Directions —
(A) In the 1099-K thread, can you reproduce the part between "## UberTaxPro (Oct" and "(Oct 24, 2017)", inclusive, swapping "third parties" for "payment processors"?
(B) How would this sentence from the 1099-K thread read in Spanish: "There are 15 types of 1099's, 1099-K is the newest and least understood."?
(C) Could you write the next part of the 1099-K thread, picking up right after its final line?

Supplied passage —
****************************************

# 1099-K Tax Basics



## UberTaxPro (Oct 3, 2014)

There is a lot of talk lately about the issuance or non-issuance of a 1099-K. There are 15 types of 1099's, 1099-K is the newest and least understood. Interestingly, 1099-K's only have to be issued by third parties if the payee had 200 transactions *and *paid out $20,000 or more to the payee over a year. 
Here's an informative article that explains 1099-K's well:
https://payable.com/taxes/1099-k-tax-basics


----------



## FormerTaxiDriver (Oct 24, 2017)

UberTaxPro said:


> There is a lot of talk lately about the issuance or non-issuance of a 1099-K. There are 15 types of 1099's, 1099-K is the newest and least understood. Interestingly, 1099-K's only have to be issued by third parties if the payee had 200 transactions *and *paid out $20,000 or more to the payee over a year.
> Here's an informative article that explains 1099-K's well:
> https://payable.com/taxes/1099-k-tax-basics


Wrong social on mine. What's up with that? Is Uber protecting my identity?


----------



## filldebasket (Dec 15, 2016)

UberTaxPro said:


> There is a lot of talk lately about the issuance or non-issuance of a 1099-K. There are 15 types of 1099's, 1099-K is the newest and least understood. Interestingly, 1099-K's only have to be issued by third parties if the payee had 200 transactions *and *paid out $20,000 or more to the payee over a year.

****************************************

Stored data —
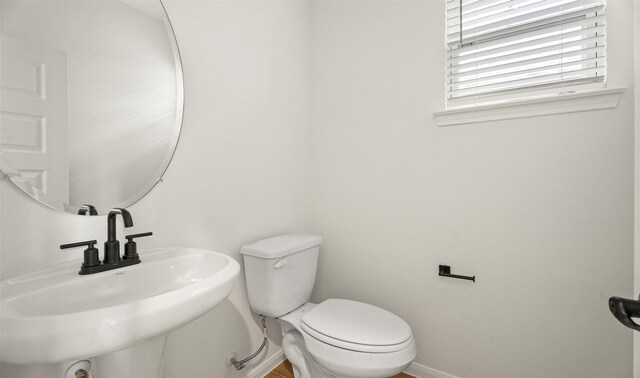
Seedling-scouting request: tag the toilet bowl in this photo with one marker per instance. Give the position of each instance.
(335, 338)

****************************************

Outputs in order —
(A)
## UberTaxPro (Oct 3, 2014)

There is a lot of talk lately about the issuance or non-issuance of a 1099-K. There are 15 types of 1099's, 1099-K is the newest and least understood. Interestingly, 1099-K's only have to be issued by payment processors if the payee had 200 transactions *and *paid out $20,000 or more to the payee over a year. 
Here's an informative article that explains 1099-K's well:
https://payable.com/taxes/1099-k-tax-basics


----------



## FormerTaxiDriver (Oct 24, 2017)

(B) Hay 15 tipos de 1099; el 1099-K es el más reciente y el menos comprendido.

(C)
> Here's an informative article that explains 1099-K's well:
> https://payable.com/taxes/1099-k-tax-basics


Thanks that was helpful. I guess the question I still have is, will Uber provide any tax documentation? I have the 2017 summary that contains all the necessary information but do I need some official tax documentation from Uber in order to file my return? Again, thanks for the guidance.


----------



## UberTaxPro (Oct 3, 2014)

filldebasket said:


> Thanks that was helpful. I guess the question I still have is, will Uber provide any tax documentation? I have the 2017 summary that contains all the necessary information but do I need some official tax documentation from Uber in order to file my return? Again, thanks for the guidance.


No you don't need any documentation from Uber to file your taxes. You should use your own records.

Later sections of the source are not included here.